__DATA FOR THIS TASK__
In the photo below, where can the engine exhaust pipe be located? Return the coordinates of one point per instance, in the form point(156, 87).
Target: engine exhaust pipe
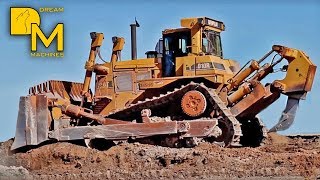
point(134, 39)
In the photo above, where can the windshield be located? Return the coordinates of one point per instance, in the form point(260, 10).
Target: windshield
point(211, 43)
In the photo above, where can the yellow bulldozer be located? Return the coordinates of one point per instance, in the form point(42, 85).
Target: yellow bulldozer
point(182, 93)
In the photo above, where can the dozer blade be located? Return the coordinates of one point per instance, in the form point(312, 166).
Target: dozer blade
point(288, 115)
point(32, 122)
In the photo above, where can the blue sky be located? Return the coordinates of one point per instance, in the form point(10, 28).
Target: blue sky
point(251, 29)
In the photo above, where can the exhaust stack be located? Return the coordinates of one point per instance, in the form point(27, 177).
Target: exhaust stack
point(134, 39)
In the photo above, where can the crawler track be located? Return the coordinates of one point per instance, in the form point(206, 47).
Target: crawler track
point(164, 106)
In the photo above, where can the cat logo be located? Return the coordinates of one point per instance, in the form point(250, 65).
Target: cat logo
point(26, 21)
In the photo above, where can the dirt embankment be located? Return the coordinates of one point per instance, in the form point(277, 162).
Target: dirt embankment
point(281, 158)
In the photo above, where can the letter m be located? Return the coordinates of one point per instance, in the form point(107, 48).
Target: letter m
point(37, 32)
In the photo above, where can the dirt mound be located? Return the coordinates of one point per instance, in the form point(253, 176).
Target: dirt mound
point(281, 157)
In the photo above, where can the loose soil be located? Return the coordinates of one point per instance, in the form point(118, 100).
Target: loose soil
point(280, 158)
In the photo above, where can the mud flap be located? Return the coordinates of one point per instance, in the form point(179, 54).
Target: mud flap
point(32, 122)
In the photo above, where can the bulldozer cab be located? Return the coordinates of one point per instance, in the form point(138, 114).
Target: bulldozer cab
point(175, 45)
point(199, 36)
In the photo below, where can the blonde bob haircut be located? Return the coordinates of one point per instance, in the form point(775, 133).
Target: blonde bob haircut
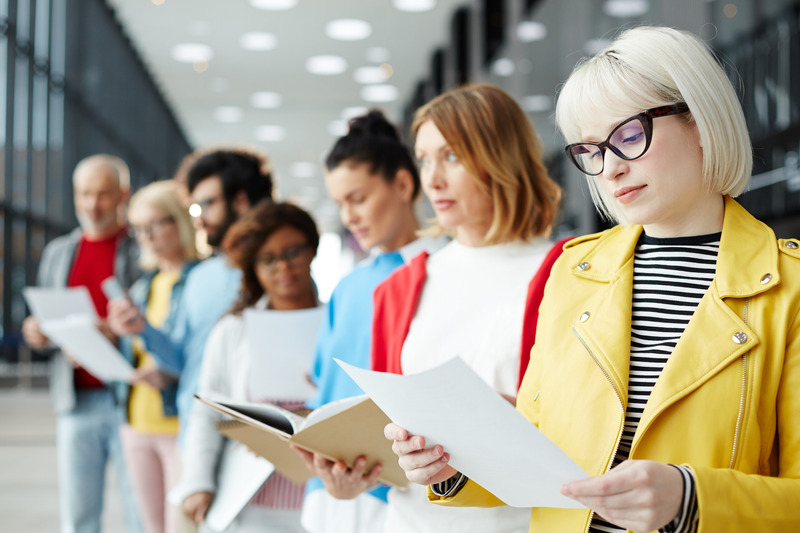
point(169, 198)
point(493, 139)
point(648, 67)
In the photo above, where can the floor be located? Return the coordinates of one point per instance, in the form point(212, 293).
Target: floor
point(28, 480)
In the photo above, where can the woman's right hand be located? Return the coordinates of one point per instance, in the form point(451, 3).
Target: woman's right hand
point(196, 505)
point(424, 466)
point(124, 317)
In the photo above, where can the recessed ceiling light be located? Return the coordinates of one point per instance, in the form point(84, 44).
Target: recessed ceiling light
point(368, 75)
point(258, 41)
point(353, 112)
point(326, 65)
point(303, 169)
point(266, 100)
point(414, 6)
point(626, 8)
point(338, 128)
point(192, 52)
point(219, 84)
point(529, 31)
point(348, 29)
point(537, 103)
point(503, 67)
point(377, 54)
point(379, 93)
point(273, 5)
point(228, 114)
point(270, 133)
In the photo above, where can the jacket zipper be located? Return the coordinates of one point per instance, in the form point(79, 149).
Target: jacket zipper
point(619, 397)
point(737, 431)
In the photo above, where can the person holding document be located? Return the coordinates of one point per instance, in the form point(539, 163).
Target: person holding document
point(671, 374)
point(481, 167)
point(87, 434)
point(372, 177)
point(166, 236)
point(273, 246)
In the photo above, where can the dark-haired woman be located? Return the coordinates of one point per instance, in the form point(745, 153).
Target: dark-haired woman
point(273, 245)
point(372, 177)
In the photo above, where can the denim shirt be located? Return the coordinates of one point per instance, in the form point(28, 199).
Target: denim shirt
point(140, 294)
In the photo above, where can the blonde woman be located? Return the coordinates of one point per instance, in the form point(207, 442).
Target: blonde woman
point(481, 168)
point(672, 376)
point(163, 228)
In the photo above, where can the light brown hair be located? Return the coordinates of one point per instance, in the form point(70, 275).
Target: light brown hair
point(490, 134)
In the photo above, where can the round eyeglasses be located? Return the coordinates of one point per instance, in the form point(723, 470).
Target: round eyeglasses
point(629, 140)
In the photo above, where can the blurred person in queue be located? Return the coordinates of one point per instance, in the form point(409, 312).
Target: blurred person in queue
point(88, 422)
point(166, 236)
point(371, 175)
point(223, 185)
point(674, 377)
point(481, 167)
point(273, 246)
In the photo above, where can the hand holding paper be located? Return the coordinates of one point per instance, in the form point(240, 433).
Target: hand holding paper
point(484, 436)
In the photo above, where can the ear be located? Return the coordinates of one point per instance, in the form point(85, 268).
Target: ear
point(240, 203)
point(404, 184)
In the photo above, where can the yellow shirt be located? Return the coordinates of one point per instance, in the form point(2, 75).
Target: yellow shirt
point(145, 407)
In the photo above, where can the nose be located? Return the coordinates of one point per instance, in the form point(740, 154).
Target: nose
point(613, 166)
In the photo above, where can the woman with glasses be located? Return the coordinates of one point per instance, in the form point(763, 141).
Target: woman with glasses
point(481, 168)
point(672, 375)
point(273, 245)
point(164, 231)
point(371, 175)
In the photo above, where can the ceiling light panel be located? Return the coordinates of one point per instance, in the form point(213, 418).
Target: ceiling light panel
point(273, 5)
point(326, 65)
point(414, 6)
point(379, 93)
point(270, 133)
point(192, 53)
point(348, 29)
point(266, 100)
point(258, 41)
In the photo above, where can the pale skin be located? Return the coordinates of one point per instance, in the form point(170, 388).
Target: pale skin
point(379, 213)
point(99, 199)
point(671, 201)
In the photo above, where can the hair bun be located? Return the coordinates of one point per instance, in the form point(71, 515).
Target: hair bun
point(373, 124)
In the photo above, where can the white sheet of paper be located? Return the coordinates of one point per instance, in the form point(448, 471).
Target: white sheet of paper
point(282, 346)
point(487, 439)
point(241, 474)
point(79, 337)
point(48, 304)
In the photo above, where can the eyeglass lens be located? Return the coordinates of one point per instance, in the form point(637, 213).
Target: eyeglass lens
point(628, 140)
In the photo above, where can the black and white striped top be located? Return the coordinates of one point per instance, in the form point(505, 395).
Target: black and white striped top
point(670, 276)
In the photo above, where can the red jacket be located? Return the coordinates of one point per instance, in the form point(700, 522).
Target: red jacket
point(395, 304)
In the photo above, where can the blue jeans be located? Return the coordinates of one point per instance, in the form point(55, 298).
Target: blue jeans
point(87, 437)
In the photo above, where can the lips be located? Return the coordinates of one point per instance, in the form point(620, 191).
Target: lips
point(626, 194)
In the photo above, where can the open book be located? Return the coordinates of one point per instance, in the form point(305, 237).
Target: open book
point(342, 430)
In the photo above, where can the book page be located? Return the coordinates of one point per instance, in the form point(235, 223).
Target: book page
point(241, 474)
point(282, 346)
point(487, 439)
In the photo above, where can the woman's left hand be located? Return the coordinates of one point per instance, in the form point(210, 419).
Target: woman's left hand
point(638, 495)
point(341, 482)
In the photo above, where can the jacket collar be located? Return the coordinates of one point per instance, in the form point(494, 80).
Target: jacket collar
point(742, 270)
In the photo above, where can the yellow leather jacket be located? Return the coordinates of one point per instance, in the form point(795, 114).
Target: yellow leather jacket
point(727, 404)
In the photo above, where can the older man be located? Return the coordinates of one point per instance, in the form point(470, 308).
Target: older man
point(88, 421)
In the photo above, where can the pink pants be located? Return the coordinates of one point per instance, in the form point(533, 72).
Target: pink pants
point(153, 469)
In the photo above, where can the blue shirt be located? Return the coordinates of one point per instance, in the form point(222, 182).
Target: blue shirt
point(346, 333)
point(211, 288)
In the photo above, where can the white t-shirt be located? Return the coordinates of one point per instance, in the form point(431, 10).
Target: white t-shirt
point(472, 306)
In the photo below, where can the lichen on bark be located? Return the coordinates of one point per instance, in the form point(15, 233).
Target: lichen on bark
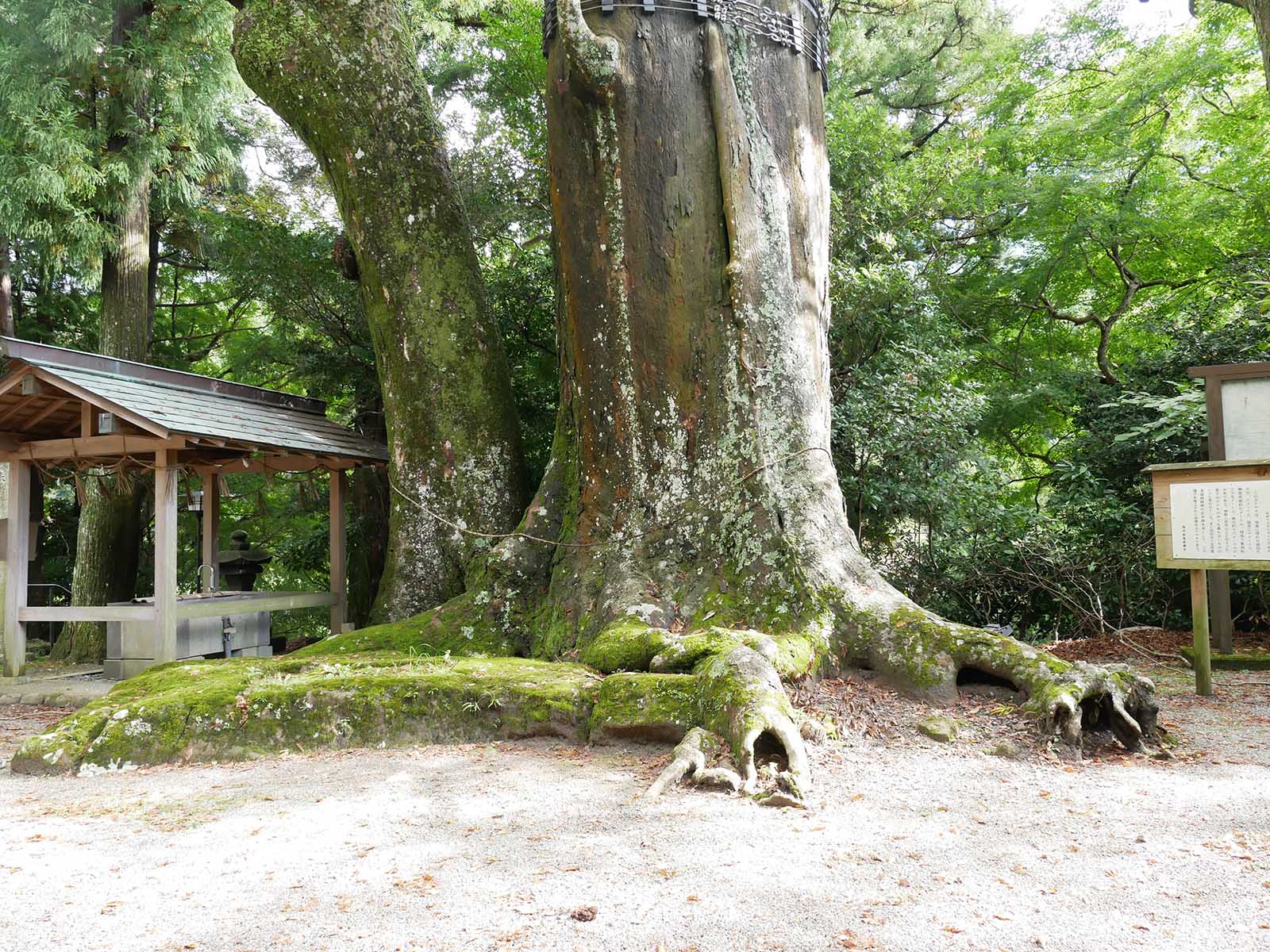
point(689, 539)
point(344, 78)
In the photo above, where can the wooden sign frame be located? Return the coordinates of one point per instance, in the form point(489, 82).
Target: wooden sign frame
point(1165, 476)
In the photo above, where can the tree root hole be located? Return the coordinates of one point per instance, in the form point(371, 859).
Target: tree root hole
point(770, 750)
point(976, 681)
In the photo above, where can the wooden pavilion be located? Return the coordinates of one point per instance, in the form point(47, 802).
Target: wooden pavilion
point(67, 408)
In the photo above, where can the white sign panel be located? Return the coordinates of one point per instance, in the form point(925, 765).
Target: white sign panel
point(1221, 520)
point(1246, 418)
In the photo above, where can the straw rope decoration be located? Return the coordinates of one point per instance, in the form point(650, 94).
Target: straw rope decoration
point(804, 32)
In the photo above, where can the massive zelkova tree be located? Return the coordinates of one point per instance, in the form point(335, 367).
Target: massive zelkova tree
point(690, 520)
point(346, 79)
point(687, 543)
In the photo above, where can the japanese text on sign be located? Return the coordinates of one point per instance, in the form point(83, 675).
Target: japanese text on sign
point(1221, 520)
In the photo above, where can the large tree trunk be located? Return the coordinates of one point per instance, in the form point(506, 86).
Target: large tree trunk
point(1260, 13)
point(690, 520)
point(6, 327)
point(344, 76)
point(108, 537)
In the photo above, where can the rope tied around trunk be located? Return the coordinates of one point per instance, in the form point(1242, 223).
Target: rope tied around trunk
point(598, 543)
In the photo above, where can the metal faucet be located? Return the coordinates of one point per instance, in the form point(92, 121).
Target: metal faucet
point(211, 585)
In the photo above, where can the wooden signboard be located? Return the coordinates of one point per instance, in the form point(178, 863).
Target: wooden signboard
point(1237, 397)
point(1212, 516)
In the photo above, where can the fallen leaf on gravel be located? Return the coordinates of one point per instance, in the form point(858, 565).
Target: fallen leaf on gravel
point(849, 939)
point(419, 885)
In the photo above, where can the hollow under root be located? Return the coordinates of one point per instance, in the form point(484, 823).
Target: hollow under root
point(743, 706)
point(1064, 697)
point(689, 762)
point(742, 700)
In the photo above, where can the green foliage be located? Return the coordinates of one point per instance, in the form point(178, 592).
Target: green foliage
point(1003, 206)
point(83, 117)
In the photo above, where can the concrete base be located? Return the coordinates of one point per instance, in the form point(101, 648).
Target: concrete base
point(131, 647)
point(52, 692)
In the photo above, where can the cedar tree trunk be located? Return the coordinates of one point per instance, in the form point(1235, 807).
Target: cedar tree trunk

__STATED TASK__
Give the items again from their first line through the line that contains "point(211, 43)", both ends included, replacing "windshield" with "windscreen" and leaving everything else unchanged. Omit the pictures from your answer.

__SOLUTION TO THE EXERCISE__
In the photo below, where can the engine exhaust pipe be located? Return the coordinates of one point per instance, in the form point(156, 87).
Target: engine exhaust pipe
point(134, 39)
In the photo above, where can the windscreen be located? Return the coordinates of one point per instance, in the form point(260, 10).
Target: windscreen
point(211, 43)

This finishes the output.